▶ **Exercise task 1**: Quote the passage on caching mechanisms from "##### Partial object" up to and including "of the object.", word for word.

▶ **Text excerpt**:

################

This mechanism is used by other projects that use client-go controllers, for example [istio](https://github.com/istio/istio/blob/1.16.0/pilot/pkg/status/distribution/state.go#L100-L103).
The same filtering mechanism is [also available for cert-manager.io resources](https://github.com/cert-manager/cert-manager/blob/v1.10.1/pkg/client/informers/externalversions/factory.go#L63-L69). We shouldn't need to filter what cert-manager.io resoruces we watch though.
This mechanism seems the most straightforward to use, but currently we don't have a way to identify all resources (secrets) we need to watch using a label or field selector, see [###Secrets].
##### Partial object metadata
Caching only metadata for a given object. This mechanism relies on making list and watch calls against kube apiserver with a `PartialObjectMetadata` header. The apiserver then returns [PartialObjectMetadata](https://github.com/kubernetes/apimachinery/blob/v0.26.0/pkg/apis/meta/v1/types.go#L1425-L1447) instead of an object of a concrete type such as a `Secret`. The `PartialObjectMetadata` only contains the metadata and type information of the object.

################

▶ **Task data**:
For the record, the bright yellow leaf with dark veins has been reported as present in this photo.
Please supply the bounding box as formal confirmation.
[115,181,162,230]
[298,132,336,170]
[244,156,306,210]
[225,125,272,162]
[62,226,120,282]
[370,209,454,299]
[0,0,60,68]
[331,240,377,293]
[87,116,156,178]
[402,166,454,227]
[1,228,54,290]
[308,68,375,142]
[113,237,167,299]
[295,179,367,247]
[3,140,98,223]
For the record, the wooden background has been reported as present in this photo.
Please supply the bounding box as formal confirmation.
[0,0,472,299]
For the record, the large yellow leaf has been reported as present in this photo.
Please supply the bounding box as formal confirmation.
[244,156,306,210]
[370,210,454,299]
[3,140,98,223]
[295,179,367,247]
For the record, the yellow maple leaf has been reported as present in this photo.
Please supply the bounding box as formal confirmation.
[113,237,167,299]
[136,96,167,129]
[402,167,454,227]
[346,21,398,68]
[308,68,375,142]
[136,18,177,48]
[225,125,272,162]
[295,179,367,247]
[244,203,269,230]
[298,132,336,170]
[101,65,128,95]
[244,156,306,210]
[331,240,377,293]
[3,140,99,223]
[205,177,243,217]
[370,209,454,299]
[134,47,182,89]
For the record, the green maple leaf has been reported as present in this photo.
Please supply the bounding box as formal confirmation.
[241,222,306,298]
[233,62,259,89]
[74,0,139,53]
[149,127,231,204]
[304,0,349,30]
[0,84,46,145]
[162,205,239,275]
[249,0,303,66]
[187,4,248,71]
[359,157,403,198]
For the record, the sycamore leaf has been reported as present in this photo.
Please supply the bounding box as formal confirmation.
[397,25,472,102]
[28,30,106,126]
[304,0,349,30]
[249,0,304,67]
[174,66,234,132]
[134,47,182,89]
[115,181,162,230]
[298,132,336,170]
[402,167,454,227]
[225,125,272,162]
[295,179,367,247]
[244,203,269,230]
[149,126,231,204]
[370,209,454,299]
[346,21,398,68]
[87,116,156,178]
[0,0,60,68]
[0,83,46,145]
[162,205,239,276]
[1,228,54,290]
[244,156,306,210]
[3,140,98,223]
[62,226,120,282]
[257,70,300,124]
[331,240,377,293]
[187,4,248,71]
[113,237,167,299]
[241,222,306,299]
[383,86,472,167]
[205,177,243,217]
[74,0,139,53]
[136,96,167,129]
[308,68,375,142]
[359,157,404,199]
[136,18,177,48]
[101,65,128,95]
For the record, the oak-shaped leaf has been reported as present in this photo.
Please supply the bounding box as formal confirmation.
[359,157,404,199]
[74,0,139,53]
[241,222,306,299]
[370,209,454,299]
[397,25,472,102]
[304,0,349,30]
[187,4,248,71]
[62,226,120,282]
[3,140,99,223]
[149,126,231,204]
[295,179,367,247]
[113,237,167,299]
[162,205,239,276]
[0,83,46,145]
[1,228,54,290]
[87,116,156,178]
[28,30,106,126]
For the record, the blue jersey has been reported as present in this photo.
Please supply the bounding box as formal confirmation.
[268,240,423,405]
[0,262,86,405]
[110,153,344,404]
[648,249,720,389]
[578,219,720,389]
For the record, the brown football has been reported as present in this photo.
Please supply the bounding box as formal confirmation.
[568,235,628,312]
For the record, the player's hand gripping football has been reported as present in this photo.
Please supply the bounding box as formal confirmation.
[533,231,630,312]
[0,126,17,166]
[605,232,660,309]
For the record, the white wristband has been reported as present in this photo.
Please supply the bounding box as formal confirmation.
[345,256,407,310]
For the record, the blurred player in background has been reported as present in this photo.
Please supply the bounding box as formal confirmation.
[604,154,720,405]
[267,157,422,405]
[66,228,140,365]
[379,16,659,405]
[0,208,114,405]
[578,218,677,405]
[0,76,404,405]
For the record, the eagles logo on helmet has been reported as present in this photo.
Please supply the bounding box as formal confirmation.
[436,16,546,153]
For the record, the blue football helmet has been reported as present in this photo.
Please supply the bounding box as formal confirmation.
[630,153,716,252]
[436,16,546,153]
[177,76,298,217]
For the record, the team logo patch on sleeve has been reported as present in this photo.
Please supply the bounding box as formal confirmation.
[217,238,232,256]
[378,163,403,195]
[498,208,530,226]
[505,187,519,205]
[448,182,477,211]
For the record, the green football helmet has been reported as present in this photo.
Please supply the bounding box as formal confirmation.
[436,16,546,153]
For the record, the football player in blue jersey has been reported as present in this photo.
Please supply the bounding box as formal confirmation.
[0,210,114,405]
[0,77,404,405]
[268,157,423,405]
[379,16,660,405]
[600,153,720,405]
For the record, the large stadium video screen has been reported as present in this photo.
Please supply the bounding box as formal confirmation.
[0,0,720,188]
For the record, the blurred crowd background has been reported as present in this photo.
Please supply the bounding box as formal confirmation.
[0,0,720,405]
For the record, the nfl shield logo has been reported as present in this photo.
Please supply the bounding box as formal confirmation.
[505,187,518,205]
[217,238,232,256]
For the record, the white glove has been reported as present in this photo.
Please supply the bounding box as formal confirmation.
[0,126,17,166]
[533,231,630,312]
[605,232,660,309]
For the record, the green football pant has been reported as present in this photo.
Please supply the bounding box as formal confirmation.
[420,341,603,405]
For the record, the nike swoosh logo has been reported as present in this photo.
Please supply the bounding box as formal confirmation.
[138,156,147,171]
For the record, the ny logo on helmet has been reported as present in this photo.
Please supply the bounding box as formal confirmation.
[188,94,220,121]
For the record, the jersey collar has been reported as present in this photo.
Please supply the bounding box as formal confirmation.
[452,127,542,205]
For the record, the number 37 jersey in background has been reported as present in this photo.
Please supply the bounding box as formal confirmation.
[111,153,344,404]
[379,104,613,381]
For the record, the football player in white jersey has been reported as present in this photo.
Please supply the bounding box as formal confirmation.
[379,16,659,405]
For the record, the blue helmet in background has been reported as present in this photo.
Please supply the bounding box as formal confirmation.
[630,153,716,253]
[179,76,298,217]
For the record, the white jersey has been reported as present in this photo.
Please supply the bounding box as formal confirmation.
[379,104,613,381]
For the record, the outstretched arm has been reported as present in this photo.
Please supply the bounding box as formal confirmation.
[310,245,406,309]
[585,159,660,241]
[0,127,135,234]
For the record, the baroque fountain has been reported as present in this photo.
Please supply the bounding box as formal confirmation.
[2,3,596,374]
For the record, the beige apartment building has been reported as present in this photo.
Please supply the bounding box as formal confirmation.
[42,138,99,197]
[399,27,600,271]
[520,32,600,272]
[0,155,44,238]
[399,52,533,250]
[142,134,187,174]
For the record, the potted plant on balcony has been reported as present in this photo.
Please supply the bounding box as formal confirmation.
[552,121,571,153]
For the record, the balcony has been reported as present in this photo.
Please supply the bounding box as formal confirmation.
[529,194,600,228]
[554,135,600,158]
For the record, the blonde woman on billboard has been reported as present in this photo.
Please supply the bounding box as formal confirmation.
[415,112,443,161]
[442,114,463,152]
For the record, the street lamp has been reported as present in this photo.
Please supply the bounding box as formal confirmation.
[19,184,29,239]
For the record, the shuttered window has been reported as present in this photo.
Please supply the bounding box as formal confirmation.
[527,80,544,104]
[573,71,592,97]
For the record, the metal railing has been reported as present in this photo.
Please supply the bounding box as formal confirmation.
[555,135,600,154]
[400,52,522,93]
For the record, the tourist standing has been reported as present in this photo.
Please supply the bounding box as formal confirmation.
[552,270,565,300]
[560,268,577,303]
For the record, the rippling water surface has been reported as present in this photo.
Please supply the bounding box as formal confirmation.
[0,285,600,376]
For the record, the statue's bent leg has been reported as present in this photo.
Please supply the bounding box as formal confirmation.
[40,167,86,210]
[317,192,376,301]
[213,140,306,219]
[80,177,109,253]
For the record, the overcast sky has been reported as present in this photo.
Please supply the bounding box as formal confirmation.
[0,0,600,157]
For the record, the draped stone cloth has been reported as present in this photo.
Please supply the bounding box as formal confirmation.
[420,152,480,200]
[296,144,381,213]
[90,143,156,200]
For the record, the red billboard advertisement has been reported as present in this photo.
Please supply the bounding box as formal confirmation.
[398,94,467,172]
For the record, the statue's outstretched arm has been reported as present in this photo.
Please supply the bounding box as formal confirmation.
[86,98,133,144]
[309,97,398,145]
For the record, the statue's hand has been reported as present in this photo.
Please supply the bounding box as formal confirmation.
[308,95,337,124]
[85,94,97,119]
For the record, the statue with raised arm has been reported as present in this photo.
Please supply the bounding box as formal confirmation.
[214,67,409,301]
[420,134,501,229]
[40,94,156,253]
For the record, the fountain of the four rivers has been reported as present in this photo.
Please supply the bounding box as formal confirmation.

################

▶ **Exercise task 2**: Print the lines of the records from the line with "For the record, the potted" up to and including the line with "[442,114,463,152]", and print nothing else.

▶ **Right answer 1**:
##### Partial object metadata
Caching only metadata for a given object. This mechanism relies on making list and watch calls against kube apiserver with a `PartialObjectMetadata` header. The apiserver then returns [PartialObjectMetadata](https://github.com/kubernetes/apimachinery/blob/v0.26.0/pkg/apis/meta/v1/types.go#L1425-L1447) instead of an object of a concrete type such as a `Secret`. The `PartialObjectMetadata` only contains the metadata and type information of the object.

▶ **Right answer 2**:
For the record, the potted plant on balcony has been reported as present in this photo.
Please supply the bounding box as formal confirmation.
[552,121,571,153]
For the record, the balcony has been reported as present in this photo.
Please supply the bounding box as formal confirmation.
[529,194,600,228]
[554,135,600,158]
For the record, the blonde woman on billboard has been reported as present in this photo.
Please supply the bounding box as formal confirmation.
[415,112,443,161]
[442,114,463,152]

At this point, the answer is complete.